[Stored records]

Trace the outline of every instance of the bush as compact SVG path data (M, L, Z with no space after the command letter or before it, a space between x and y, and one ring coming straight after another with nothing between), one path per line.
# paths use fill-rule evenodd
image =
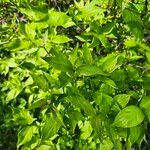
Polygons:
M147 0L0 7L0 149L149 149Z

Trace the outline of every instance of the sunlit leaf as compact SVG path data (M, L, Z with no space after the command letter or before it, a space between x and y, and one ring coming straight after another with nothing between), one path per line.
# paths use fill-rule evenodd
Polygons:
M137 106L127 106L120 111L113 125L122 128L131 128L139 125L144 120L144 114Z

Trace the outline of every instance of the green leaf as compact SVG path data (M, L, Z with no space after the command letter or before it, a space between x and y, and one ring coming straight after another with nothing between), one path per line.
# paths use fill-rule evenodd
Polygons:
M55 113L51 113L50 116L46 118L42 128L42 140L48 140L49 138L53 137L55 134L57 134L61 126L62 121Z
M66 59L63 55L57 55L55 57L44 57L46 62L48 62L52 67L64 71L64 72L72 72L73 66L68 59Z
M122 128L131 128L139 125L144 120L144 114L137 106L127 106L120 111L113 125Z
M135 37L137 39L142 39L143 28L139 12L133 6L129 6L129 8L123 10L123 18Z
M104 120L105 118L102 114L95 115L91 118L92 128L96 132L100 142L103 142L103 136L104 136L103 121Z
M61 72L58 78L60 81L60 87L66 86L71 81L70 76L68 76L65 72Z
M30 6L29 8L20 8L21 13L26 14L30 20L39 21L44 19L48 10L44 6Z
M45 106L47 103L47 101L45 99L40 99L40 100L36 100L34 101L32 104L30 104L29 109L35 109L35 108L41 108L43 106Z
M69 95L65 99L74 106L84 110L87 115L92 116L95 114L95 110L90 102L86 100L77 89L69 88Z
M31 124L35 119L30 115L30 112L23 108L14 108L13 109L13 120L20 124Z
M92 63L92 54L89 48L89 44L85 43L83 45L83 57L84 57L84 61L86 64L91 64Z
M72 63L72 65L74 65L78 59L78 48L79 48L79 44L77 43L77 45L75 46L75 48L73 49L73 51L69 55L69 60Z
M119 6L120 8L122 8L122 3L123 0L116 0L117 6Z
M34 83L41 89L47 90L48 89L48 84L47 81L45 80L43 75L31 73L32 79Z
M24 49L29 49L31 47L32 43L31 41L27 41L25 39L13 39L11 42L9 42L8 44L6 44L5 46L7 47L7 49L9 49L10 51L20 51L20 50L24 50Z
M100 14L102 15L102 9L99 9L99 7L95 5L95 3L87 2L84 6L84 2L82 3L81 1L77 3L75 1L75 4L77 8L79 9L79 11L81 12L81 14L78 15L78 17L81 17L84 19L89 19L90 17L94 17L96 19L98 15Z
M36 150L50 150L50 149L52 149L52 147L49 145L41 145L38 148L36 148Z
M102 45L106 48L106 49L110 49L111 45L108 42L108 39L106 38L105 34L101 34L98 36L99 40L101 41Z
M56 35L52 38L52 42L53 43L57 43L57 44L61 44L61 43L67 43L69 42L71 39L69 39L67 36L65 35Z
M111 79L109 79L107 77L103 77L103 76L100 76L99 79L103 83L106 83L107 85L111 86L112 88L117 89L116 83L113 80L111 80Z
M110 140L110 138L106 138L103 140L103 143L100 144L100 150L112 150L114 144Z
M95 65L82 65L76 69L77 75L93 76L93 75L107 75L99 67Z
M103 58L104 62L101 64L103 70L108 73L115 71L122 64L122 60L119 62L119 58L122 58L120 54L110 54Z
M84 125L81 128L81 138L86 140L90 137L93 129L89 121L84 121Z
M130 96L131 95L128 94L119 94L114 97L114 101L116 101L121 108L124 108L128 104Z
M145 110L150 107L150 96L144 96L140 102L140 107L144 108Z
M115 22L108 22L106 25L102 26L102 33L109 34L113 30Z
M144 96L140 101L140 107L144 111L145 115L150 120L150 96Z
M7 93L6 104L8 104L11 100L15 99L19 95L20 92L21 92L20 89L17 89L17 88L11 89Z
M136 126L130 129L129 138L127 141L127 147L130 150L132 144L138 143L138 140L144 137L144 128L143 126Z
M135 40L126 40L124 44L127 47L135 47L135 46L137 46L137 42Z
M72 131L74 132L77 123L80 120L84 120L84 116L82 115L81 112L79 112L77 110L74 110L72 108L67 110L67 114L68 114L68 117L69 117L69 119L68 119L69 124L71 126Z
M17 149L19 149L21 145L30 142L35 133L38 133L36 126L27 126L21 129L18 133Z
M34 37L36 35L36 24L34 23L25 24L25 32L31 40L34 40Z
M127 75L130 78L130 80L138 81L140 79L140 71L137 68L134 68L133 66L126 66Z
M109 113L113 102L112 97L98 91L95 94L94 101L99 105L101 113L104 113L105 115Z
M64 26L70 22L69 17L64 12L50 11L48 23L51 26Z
* * *
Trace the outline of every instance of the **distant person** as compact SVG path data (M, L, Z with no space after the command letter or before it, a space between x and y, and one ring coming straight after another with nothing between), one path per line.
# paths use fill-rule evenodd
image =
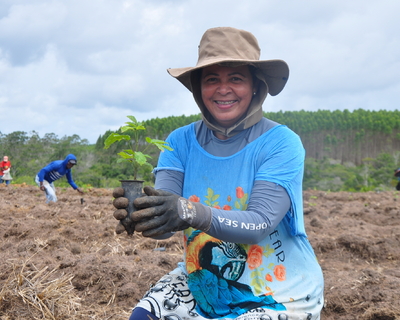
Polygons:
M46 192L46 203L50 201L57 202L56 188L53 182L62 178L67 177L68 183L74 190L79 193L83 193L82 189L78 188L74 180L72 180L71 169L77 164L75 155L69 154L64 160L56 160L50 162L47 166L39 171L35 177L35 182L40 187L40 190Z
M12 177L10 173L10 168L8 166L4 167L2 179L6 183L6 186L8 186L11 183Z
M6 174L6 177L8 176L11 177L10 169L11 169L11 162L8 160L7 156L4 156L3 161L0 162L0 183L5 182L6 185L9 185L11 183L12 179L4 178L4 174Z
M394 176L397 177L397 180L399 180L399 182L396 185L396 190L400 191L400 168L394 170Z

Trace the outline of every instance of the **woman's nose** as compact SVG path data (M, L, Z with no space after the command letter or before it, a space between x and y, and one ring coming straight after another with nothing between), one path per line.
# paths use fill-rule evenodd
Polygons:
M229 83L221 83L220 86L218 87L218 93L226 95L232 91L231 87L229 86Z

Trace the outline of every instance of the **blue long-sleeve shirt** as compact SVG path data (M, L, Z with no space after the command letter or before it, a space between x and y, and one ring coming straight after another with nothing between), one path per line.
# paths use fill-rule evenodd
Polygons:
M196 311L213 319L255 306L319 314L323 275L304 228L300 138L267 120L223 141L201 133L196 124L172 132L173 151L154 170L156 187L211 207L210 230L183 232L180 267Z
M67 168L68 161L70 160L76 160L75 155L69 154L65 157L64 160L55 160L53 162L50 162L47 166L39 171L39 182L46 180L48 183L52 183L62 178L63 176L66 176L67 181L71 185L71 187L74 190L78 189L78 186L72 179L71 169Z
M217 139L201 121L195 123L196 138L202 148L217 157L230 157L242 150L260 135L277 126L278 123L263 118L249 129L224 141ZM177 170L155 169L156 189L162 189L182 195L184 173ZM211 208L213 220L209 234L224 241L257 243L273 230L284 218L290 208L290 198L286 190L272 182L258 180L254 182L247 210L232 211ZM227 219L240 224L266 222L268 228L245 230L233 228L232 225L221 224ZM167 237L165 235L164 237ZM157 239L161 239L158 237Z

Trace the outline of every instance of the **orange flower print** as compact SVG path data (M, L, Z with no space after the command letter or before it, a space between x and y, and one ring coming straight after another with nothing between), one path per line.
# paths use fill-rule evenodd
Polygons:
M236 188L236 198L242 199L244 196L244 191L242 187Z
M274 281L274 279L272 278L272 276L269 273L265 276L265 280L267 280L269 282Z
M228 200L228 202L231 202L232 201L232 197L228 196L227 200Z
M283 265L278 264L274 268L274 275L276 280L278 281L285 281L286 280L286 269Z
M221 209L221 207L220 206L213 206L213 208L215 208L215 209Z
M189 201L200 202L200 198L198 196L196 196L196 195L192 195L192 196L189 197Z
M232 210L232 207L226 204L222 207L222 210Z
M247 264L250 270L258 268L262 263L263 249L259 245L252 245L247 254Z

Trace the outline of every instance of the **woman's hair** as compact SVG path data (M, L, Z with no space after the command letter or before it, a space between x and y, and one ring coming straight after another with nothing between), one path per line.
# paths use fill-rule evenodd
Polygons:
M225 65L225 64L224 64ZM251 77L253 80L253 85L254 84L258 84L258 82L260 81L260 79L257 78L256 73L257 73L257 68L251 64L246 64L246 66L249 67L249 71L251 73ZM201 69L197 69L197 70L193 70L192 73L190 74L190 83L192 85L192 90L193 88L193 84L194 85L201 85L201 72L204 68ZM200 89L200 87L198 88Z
--
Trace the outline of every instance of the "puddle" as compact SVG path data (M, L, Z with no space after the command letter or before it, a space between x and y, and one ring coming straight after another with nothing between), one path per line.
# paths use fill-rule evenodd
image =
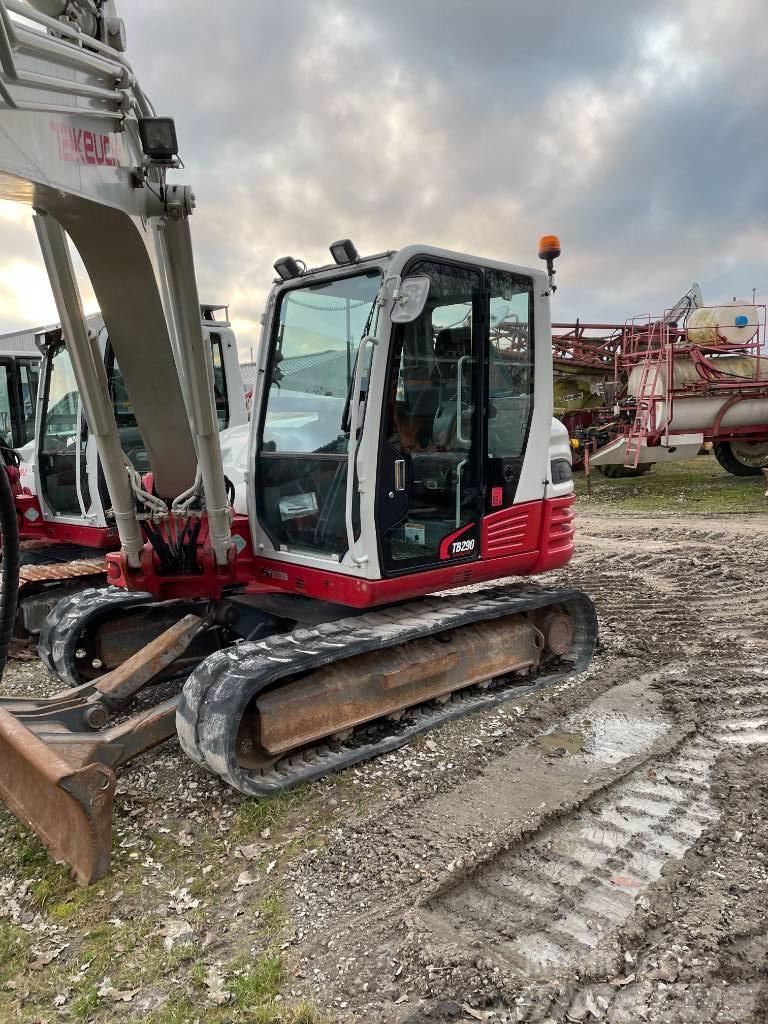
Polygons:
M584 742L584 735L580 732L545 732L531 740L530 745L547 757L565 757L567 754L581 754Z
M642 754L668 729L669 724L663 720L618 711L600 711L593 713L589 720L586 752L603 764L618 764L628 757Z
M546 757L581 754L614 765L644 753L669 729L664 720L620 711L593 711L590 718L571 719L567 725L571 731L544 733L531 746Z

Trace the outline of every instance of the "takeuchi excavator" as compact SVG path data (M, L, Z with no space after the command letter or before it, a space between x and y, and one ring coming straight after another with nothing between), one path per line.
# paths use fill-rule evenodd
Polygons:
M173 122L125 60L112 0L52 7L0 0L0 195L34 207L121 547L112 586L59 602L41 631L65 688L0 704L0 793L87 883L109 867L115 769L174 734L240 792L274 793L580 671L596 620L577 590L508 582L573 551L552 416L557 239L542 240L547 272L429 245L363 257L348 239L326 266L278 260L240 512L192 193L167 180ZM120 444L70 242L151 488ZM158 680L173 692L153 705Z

Aim of the task ::
Filter the entries and keep only the lines holding "leaf".

Exercise output ::
Trace the outline of every instance of the sunlit leaf as compact SVG path data (M, L, Z with no space after the command letter or before it, a space between x and y, and one ring coming straight after another with nothing between), one path per line.
Trace the outline of every instance of the green leaf as compact SVG path data (M, L, Z with no space after the command letter or before it, a space between x and y, and one ring coming straight after another with nothing between), one path per line.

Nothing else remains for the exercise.